The carbon fiber industry produces hundreds of kilotons of the material each year. The growing popularity has attracted imitations, and many products reproduce the look of the material without its strength.
How do you know which products offer carbon fiber’s many benefits? If you’re purchasing materials for a project, you don’t want to risk your final product on a fake.
If you want to make sure you can get real products, keep reading. We’ll highlight the biggest differences between real and fake carbon fiber.
Authenticity Costs Money
The simplest way to tell real vs. fake carbon fiber comes at the cash register. If the product seems cheap compared to other carbon fiber products on the market, someone cut corners somewhere.
This doesn’t always mean that the product includes fake material. Sometimes other elements like the resin or other parts drive the price down. If it’s cheap and anything feels off, though, you should give the material a closer inspection.

======

What you need to do
a – According to the carbon fiber passage, where does the simplest way to tell real from fake carbon fiber come?
b – Using the carbon fiber passage, explain why a cheap carbon fiber product does not necessarily contain fake material.
c – Extend the passage on real versus fake carbon fiber, picking up after its final sentence.
The rows below come from a separate source, unrelated to the carbon fiber passage.

Rows
======

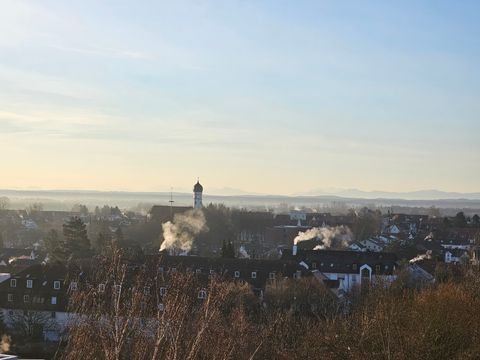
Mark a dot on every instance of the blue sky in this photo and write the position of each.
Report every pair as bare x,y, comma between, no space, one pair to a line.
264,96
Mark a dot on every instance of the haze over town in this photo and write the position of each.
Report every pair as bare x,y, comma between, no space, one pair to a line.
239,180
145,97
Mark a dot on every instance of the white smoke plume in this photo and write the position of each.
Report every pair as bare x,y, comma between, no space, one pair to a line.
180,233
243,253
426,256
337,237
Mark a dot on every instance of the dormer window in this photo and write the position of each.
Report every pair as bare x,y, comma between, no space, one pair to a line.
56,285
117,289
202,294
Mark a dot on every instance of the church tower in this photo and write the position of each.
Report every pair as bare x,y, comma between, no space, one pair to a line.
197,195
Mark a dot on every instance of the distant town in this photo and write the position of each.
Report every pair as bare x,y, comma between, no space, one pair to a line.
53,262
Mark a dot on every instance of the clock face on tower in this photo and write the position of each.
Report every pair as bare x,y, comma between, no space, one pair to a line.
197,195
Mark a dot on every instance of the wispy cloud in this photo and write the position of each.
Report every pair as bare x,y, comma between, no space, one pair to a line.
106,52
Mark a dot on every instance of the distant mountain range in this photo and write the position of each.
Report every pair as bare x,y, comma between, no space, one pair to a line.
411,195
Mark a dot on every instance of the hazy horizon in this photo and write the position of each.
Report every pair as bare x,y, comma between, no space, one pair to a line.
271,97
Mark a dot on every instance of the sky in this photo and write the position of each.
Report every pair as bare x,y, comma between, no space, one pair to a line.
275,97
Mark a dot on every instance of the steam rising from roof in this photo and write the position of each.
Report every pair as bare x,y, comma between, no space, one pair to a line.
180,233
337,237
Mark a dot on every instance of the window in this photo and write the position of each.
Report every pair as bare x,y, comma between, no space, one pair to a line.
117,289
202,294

======

Answer set
a – It comes at the cash register.

b – Sometimes other elements, such as the resin or other parts, are what drive the price down. A low price shows only that corners were cut somewhere, not necessarily in the carbon fiber itself.

c –
The Look of the Genuine Article
When light hits real carbon fiber, it creates a holographic effect. The light will hit individual fibers and create a rainbow-like appearance through the resin.
If the product doesn’t have this effect under sunlight, you’re looking at a fake material. Some fake products have started to recreate this look, but most fakes lack the weave pattern that creates this effect.
Real Carbon Fiber Has a Distinct Sound
If a sample still feels ambiguous after looking at the price tag and the appearance, give it a few taps with your knuckles. It should sound like thin plastic.
Fake carbon fiber often sounds metallic. If you’re worried about the authenticity find somewhere you can handle the genuine article and get a sense of the sound before going shopping.
Weight Matters
If you pick up a piece of carbon fiber and it feels much heavier than you’d expect from its size, you don’t have the real deal. Weighing much less than steel or aluminum, so you should expect a much lighter weight.
This applies most when looking for completed products. Most manufacturers won’t try to pass a metal or heavy-duty plastic off as a real product. Finished products like bicycles could use heavier materials as a cost-cutting measure.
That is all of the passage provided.